Write each entry out again, exactly as it is written.

(EXTRACTED ENTRIES Opens)

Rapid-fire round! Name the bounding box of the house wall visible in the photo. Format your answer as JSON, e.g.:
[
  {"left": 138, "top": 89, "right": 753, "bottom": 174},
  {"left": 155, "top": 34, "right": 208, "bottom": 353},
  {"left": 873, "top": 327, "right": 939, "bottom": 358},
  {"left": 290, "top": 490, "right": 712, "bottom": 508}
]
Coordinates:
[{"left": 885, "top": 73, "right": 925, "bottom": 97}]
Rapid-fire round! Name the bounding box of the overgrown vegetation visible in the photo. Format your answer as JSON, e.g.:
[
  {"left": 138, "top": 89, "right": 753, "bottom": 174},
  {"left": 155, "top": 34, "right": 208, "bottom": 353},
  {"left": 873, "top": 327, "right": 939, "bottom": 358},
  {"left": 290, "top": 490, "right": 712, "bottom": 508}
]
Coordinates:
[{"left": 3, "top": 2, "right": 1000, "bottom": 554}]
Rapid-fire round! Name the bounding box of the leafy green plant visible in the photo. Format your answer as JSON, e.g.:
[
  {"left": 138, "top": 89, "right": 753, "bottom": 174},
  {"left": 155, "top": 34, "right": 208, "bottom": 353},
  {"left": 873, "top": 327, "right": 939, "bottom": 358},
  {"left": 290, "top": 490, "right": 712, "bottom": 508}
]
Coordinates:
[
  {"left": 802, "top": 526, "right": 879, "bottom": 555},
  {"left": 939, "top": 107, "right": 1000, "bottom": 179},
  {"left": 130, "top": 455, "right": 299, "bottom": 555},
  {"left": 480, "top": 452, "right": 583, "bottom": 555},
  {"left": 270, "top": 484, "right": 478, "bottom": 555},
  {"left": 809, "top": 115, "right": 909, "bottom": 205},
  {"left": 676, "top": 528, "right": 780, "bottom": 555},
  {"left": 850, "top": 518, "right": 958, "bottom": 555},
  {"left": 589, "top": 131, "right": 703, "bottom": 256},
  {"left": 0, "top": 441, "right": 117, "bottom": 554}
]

(EXTRACTED ENTRIES Closes)

_EXPECTED OUTPUT_
Rapid-fire round! Name the bounding box of the house wall visible in the photo. Format your answer as JSON, e.g.:
[
  {"left": 138, "top": 89, "right": 753, "bottom": 174},
  {"left": 155, "top": 34, "right": 208, "bottom": 353},
  {"left": 873, "top": 327, "right": 939, "bottom": 358},
  {"left": 290, "top": 490, "right": 712, "bottom": 508}
]
Coordinates:
[{"left": 885, "top": 73, "right": 925, "bottom": 97}]
Rapid-fire round! Name the bounding box of the overgrown vegetation visible in the photo. Format your answer as JSON, e.g.:
[
  {"left": 138, "top": 89, "right": 753, "bottom": 174},
  {"left": 155, "top": 34, "right": 208, "bottom": 353},
  {"left": 873, "top": 327, "right": 939, "bottom": 358},
  {"left": 290, "top": 490, "right": 712, "bottom": 508}
]
Coordinates:
[{"left": 3, "top": 2, "right": 1000, "bottom": 554}]
Rapid-fire round! Name the bounding box of the leafy green plant visible in the photo. Format your answer as JSON, e.g.:
[
  {"left": 138, "top": 89, "right": 753, "bottom": 174},
  {"left": 155, "top": 34, "right": 208, "bottom": 353},
  {"left": 873, "top": 327, "right": 939, "bottom": 358},
  {"left": 290, "top": 490, "right": 712, "bottom": 508}
]
Coordinates:
[
  {"left": 802, "top": 526, "right": 879, "bottom": 555},
  {"left": 939, "top": 107, "right": 1000, "bottom": 179},
  {"left": 130, "top": 455, "right": 299, "bottom": 555},
  {"left": 480, "top": 452, "right": 583, "bottom": 555},
  {"left": 270, "top": 484, "right": 478, "bottom": 555},
  {"left": 809, "top": 115, "right": 909, "bottom": 205},
  {"left": 676, "top": 528, "right": 780, "bottom": 555},
  {"left": 850, "top": 518, "right": 958, "bottom": 555},
  {"left": 589, "top": 131, "right": 703, "bottom": 256},
  {"left": 0, "top": 441, "right": 117, "bottom": 554}
]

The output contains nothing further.